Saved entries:
================================

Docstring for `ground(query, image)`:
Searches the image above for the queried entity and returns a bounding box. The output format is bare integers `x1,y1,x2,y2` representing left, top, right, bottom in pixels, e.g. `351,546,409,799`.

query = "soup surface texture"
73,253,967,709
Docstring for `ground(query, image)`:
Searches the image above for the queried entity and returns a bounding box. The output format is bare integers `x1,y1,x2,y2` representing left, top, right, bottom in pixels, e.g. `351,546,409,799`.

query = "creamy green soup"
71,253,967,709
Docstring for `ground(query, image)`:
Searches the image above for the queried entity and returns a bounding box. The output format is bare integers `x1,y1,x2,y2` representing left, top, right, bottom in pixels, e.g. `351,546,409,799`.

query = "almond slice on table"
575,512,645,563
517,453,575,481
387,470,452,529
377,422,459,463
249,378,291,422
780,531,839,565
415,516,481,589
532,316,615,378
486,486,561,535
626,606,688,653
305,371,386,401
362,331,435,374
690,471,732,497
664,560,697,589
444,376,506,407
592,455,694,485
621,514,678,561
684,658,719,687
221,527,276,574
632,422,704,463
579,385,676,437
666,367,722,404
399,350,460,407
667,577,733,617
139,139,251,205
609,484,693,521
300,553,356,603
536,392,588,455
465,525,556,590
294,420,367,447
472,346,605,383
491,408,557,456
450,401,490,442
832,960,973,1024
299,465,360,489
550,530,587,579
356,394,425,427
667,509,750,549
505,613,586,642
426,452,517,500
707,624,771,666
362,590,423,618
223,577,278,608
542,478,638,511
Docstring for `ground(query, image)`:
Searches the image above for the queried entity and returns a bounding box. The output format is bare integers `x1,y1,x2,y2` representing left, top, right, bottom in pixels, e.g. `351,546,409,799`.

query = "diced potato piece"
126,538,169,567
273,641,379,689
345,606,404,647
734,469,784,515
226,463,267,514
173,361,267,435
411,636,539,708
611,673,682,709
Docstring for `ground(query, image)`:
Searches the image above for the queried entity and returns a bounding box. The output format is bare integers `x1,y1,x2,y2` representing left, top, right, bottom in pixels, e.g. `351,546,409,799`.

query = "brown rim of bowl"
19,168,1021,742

================================

Work task >> All the entries above need to be reproduced exactly.

Response to this task >>
Docstring for `ground(query, image)`:
Searches the image above for the queried entity and returns a bounding box. The output format is bare integers `x1,y1,x2,y2` representing left, top, right, bottom in pixels, e.g. `351,546,409,799`.

query = "soup surface texture"
73,253,967,709
Docstring for `ground(query, image)`:
Searches the image above for the queried entity and returns a bounding box. The output format is bare integers `x1,y1,x2,y2` representing left, top, right, bottom in pixels, e.g. `351,546,409,799`.

query = "creamy green soup"
71,253,967,709
Docstring for `ground(query, image)`:
Searches the image above for the queried entity and returns a bounding box. The output format is bare integers `x1,y1,x2,y2` representing left, top, right, bottom in pixels, e.g. `351,546,409,799`.

query = "almond slice on table"
575,512,645,563
517,453,575,481
387,470,452,529
377,422,459,463
249,378,291,422
780,531,839,565
415,516,481,589
532,316,615,378
486,486,561,535
626,606,688,653
305,371,386,401
362,331,435,374
690,471,732,497
664,560,697,589
444,376,506,407
592,455,694,485
621,514,678,561
684,658,719,687
221,527,276,574
632,422,704,463
579,385,676,437
666,367,722,404
399,350,460,407
667,577,733,617
139,139,251,205
609,484,693,521
300,553,356,603
536,392,588,455
465,525,556,590
294,420,367,447
472,346,605,383
491,408,557,456
450,401,490,442
832,960,973,1024
299,465,360,489
550,530,587,579
356,394,425,427
667,509,750,549
505,613,586,642
426,452,517,500
707,624,771,666
362,590,423,618
223,577,278,608
542,478,638,511
Docstring for `ground(query, image)`:
Searches the image above for the queried entity and returns a bounding box. The output format is bare integers `x1,y1,x2,y2` representing left, top, right, bottom in pixels, e.g. `351,546,409,799`.

query = "diced potato piece"
126,538,169,567
273,641,379,689
345,606,404,647
734,469,784,515
226,463,267,514
173,361,267,435
411,636,539,708
611,673,682,709
Docstring for `ground(query, image)`:
Searches the image above for the queried entity and returns a bounding box. The output format is bare integers `x1,y1,x2,y2` representing left, top, right, bottom in pixels, e.g. `351,546,409,799`.

query = "brown rim of bowl"
19,168,1021,742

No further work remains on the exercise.